◆ **Exercise directions**
Gather every line in the listing below that contains the word "light", and copy each one as it appears.

Start of Data provided

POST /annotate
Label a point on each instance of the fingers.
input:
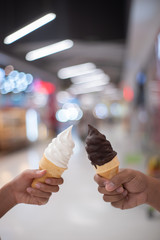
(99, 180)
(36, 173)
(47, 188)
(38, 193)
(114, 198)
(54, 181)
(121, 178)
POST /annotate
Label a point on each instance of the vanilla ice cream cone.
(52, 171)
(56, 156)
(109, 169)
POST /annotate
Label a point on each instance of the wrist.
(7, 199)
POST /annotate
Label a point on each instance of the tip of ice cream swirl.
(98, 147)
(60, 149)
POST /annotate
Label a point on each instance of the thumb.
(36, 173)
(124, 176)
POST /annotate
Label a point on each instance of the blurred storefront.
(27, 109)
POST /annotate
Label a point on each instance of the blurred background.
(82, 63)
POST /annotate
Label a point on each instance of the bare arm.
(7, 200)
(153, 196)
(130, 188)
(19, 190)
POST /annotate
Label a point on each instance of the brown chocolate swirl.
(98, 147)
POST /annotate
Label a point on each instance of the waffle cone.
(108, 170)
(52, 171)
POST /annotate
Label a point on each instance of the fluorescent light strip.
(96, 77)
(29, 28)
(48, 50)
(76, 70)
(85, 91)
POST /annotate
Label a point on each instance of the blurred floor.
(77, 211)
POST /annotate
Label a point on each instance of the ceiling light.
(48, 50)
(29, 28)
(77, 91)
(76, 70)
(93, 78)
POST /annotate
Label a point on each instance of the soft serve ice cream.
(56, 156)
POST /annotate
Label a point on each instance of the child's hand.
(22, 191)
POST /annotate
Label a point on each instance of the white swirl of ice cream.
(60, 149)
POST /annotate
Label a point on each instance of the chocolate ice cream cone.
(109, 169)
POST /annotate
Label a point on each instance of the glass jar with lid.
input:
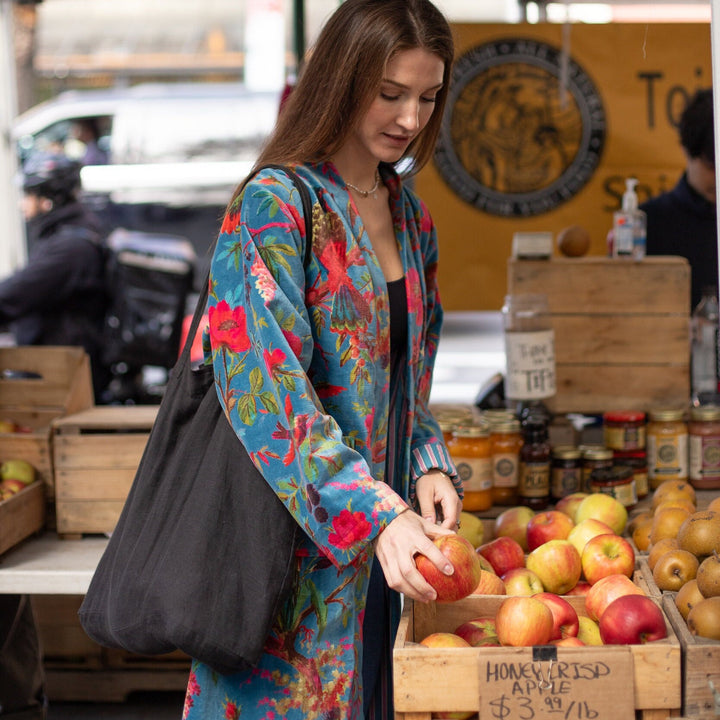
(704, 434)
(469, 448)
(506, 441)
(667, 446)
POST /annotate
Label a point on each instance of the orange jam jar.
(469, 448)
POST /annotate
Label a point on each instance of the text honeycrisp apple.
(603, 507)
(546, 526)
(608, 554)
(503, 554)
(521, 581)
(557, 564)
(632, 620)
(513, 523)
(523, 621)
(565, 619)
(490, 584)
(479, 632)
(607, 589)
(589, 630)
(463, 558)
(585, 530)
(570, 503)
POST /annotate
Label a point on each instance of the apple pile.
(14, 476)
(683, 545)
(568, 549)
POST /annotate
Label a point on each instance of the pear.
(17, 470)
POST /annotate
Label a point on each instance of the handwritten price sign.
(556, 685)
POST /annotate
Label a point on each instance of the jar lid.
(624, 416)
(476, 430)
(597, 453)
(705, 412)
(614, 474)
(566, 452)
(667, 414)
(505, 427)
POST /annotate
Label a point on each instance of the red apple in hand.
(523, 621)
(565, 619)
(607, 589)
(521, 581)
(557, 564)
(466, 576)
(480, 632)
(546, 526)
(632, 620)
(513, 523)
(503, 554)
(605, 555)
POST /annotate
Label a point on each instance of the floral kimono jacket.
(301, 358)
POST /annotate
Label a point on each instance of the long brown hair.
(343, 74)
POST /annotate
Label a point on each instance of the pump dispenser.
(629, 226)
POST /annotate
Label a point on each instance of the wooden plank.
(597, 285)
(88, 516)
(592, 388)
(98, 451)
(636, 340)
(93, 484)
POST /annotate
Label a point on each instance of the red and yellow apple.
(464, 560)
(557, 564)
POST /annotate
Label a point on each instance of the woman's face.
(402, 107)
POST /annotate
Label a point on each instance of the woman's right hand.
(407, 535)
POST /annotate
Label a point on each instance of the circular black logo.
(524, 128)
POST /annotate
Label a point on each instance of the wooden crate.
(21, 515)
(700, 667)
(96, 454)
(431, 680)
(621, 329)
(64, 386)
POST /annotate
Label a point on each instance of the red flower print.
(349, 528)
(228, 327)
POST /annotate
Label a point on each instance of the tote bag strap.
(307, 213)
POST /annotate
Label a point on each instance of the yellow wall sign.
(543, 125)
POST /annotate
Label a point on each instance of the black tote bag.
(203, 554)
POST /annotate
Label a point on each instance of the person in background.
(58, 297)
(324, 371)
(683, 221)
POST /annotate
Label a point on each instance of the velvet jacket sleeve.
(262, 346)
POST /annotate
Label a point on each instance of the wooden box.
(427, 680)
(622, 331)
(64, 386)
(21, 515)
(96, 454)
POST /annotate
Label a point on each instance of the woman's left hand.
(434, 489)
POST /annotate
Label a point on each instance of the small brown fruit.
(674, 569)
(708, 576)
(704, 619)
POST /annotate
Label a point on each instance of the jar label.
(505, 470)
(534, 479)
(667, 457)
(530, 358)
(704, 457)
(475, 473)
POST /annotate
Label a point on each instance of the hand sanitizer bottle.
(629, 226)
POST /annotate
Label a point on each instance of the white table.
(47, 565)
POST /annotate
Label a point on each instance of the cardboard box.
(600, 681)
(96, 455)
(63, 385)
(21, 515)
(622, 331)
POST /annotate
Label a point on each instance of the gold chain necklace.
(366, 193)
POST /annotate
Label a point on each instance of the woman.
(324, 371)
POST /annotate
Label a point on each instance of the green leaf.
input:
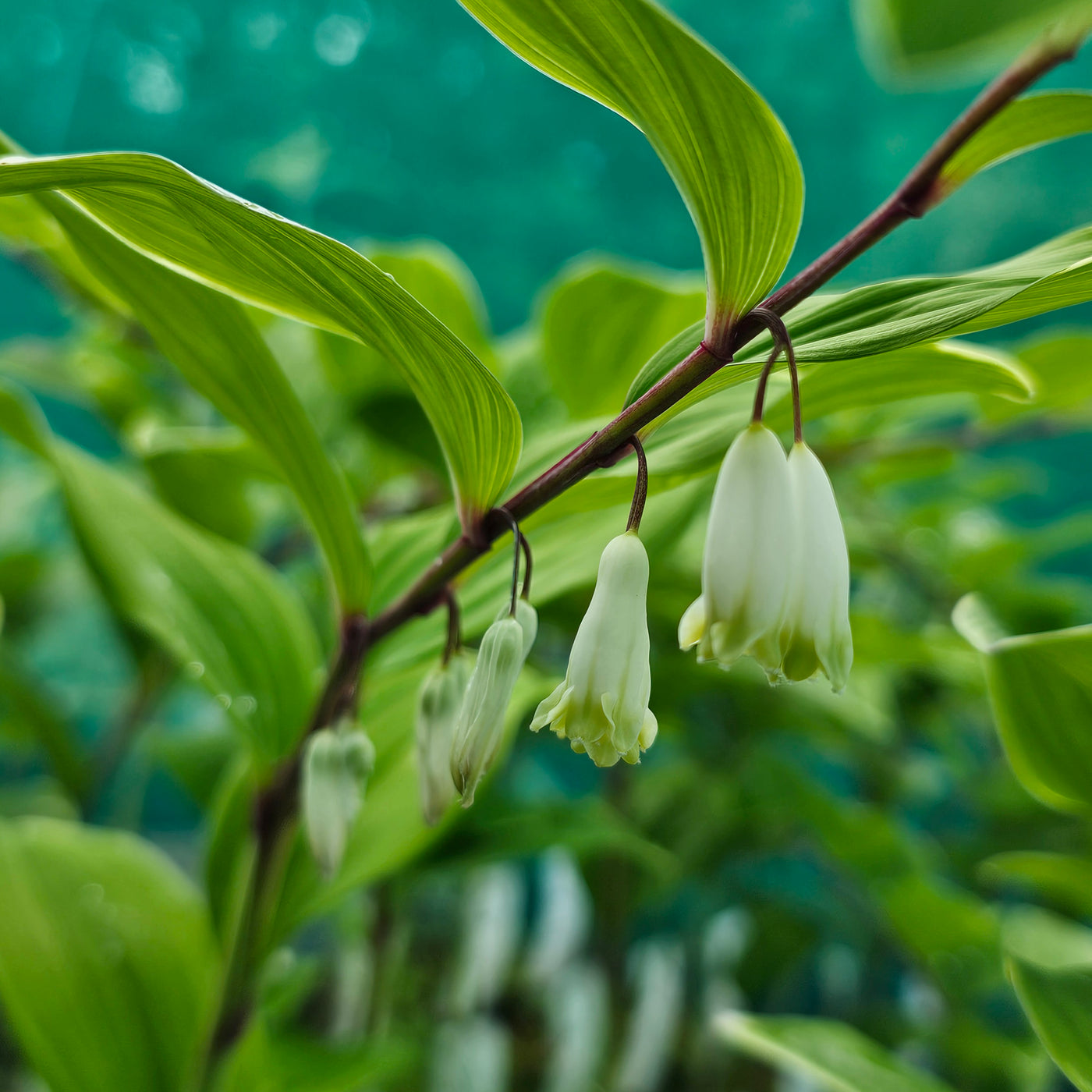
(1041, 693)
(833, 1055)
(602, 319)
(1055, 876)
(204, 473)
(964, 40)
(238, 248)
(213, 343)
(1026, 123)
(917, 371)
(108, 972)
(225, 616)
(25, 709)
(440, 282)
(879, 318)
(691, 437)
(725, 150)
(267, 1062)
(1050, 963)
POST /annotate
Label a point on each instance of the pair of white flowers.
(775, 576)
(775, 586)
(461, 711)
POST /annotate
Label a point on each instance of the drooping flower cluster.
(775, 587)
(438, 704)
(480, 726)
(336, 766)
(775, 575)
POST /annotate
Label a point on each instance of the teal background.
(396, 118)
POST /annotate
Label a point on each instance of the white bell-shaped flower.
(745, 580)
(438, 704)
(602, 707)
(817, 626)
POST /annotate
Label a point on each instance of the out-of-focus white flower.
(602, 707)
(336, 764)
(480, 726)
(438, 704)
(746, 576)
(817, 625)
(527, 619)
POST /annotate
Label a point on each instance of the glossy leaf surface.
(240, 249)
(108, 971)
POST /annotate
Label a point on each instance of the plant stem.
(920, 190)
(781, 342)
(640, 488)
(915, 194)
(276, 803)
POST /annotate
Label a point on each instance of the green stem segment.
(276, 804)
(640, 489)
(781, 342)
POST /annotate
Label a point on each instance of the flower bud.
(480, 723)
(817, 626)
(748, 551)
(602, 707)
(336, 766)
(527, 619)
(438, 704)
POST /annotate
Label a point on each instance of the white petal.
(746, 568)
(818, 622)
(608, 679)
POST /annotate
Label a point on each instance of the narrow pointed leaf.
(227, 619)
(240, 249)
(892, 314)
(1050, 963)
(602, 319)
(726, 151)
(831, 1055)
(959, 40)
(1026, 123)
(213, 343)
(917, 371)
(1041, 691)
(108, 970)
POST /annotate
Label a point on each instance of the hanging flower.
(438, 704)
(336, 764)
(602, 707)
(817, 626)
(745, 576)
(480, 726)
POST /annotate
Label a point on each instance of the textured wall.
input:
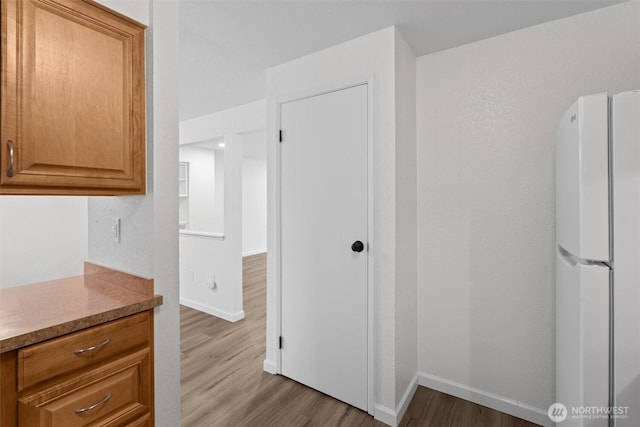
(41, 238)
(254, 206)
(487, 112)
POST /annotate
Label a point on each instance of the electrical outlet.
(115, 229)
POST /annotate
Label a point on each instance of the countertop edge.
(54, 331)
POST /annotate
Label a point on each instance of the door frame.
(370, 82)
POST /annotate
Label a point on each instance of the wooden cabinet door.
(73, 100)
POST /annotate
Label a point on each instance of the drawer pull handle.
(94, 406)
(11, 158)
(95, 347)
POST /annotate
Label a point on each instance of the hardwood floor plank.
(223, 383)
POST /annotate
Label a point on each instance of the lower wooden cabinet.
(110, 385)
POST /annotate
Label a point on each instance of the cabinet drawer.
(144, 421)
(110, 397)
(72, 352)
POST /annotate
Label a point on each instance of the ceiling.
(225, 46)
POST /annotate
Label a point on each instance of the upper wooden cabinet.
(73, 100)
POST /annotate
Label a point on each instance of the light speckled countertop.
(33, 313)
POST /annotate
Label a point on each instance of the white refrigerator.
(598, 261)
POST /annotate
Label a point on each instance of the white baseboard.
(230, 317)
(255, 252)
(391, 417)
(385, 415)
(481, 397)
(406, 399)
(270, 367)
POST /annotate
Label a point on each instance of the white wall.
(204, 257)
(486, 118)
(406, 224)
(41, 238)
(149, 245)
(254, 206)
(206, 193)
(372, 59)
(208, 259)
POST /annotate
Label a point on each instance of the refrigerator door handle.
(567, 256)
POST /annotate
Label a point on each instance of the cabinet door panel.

End of Data provided

◆ **Complete output**
Label a point on each instance of the fluorescent light strip.
Label a point on each instance of the ceiling light.
Label a point on each instance of the light speckled countertop.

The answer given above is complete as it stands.